**YOUR GOAL:** What lines below contain the word "reading"? Please pull each one out.

### PROVIDED RECORDS ###

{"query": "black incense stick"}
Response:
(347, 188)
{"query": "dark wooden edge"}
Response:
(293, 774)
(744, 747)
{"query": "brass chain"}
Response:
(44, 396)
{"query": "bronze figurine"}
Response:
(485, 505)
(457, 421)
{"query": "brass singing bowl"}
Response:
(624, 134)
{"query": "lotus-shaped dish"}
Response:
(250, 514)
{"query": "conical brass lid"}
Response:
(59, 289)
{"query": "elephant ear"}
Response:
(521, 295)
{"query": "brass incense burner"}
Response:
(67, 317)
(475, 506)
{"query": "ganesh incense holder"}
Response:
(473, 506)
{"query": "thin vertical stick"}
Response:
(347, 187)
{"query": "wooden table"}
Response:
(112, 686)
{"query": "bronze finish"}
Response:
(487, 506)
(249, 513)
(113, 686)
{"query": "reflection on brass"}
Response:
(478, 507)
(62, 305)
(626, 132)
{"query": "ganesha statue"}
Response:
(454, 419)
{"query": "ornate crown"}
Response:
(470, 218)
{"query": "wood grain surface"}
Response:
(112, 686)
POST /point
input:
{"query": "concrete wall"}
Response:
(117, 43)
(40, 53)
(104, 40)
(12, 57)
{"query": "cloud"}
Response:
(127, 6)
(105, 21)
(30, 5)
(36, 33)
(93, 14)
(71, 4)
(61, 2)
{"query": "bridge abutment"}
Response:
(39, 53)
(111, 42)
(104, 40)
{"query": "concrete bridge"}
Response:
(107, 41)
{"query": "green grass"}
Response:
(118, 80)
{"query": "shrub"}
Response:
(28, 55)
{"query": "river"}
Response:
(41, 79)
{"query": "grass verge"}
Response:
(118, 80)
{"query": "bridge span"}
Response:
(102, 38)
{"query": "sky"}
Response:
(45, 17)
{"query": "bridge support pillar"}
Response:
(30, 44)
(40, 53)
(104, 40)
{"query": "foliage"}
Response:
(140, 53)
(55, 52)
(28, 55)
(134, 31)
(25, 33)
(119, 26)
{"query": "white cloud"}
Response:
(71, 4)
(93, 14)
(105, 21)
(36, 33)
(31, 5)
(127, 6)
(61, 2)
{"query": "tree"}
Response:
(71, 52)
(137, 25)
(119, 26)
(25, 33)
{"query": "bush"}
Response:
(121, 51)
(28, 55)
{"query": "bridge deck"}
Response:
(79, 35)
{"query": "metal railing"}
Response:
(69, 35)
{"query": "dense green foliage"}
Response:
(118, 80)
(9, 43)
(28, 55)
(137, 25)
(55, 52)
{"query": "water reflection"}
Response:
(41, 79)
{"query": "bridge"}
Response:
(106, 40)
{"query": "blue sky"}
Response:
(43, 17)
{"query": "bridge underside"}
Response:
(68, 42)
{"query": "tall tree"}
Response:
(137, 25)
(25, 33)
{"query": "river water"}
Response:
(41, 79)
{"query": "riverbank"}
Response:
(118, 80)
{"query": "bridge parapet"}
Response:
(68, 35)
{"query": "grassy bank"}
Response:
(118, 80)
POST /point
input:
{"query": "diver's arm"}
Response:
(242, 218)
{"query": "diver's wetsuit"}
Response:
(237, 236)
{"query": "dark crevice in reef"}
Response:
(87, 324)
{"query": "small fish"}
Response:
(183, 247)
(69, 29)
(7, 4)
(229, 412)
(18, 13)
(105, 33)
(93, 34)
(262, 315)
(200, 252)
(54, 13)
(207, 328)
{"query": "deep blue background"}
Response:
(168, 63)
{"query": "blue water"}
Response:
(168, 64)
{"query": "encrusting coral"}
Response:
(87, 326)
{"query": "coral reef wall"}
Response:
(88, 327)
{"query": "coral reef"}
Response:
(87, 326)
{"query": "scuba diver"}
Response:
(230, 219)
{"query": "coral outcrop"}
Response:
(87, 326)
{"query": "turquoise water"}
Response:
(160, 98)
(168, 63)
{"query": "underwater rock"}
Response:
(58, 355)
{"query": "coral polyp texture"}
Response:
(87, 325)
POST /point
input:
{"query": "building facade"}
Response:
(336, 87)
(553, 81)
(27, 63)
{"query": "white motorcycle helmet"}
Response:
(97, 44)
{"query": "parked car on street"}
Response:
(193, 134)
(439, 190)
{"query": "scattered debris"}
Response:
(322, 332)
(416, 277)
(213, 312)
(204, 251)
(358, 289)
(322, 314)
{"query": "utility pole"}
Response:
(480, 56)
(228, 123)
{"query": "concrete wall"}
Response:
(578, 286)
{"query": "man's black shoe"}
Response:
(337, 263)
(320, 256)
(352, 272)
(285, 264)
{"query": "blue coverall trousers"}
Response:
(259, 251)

###
### PROVIDED RECORDS ###

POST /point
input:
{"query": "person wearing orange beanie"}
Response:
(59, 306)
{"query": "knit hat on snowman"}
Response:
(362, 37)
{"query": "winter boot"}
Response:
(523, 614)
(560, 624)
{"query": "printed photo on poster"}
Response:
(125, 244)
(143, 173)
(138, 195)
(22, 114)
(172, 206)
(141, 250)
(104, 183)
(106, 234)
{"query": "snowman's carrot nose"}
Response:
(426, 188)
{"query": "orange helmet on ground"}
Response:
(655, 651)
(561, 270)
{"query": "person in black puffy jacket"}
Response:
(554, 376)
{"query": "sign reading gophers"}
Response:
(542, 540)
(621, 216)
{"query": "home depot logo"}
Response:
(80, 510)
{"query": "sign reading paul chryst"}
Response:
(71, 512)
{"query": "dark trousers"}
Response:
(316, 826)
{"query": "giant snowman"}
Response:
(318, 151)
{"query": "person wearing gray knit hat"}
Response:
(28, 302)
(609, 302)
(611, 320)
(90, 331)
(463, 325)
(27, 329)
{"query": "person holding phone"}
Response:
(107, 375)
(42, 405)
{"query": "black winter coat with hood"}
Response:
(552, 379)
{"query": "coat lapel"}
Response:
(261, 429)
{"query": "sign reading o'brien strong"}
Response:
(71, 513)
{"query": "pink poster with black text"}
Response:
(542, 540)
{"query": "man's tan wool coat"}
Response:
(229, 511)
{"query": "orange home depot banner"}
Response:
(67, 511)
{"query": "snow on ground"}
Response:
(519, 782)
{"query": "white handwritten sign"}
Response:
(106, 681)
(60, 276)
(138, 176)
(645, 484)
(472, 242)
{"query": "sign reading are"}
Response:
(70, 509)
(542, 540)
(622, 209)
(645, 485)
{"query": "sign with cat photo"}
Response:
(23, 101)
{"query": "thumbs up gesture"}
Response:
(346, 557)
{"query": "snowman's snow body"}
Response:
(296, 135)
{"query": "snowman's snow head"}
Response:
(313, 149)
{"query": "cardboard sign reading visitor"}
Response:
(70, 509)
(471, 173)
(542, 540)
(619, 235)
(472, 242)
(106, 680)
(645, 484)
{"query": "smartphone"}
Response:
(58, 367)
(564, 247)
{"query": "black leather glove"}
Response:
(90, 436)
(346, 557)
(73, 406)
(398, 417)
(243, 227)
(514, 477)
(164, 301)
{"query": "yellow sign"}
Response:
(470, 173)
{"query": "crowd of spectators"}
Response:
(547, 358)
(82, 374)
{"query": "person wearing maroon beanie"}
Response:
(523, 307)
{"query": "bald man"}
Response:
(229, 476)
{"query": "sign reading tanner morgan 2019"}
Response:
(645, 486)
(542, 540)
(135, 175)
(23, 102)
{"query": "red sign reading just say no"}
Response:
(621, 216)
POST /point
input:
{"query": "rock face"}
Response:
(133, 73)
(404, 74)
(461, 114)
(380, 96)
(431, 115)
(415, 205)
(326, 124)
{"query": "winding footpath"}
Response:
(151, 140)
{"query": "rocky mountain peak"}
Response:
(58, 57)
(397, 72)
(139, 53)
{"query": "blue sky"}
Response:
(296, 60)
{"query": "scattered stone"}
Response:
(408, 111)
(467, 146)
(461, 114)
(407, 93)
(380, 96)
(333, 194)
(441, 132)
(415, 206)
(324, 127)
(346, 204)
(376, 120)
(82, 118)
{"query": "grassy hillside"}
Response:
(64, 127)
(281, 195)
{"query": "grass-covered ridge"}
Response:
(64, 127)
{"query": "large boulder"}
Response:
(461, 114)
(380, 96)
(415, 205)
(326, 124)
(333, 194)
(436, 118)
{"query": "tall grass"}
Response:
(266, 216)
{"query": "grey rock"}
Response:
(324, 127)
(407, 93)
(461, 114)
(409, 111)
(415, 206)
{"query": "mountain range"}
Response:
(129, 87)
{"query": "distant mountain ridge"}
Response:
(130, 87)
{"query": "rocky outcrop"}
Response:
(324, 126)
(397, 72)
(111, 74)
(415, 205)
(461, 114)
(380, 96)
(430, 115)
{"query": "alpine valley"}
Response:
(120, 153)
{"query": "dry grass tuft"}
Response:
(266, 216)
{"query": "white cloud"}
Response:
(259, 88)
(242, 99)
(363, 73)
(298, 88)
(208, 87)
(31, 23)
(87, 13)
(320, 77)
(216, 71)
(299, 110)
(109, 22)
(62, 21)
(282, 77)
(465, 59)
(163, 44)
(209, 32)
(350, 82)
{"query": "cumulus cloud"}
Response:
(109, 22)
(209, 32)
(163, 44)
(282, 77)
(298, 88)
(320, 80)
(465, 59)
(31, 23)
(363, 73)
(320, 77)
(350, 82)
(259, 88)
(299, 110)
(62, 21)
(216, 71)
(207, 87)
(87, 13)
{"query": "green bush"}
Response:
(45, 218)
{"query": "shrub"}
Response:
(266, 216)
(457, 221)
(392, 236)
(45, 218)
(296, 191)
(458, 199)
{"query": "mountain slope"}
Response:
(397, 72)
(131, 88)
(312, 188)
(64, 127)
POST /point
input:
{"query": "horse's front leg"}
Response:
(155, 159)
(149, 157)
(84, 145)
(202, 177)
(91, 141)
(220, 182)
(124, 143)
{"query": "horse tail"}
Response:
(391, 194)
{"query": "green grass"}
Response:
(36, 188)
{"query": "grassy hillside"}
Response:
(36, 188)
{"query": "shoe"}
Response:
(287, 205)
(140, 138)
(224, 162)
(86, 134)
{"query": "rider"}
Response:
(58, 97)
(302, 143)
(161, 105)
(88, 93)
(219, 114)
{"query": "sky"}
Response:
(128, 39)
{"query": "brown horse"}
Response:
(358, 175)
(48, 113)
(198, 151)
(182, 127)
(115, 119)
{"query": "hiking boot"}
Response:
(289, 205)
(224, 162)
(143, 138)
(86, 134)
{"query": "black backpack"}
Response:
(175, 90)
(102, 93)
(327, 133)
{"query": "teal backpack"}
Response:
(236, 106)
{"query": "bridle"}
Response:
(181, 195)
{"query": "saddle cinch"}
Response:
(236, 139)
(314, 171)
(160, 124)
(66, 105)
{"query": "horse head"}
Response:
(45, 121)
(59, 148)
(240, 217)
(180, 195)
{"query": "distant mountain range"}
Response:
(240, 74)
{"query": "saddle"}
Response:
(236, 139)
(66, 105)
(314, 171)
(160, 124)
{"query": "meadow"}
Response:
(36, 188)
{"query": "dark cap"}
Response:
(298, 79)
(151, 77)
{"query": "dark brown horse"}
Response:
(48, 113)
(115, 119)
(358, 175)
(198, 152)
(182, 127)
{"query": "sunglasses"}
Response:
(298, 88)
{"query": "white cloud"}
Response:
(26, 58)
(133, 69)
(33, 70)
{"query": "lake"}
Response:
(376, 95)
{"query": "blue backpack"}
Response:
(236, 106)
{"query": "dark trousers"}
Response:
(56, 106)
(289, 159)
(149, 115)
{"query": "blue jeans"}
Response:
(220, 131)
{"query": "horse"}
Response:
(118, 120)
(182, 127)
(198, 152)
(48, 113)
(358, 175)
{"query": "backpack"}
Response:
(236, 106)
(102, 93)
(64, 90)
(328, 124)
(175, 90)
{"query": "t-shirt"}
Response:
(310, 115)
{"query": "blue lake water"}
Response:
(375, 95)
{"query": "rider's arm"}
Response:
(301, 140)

###

**EXERCISE SOLUTION:**
{"query": "sign reading gophers"}
{"query": "sign reading paul chryst"}
{"query": "sign reading o'brien strong"}
{"query": "sign reading are"}
{"query": "cardboard sign reading visitor"}
{"query": "sign reading tanner morgan 2019"}
{"query": "red sign reading just say no"}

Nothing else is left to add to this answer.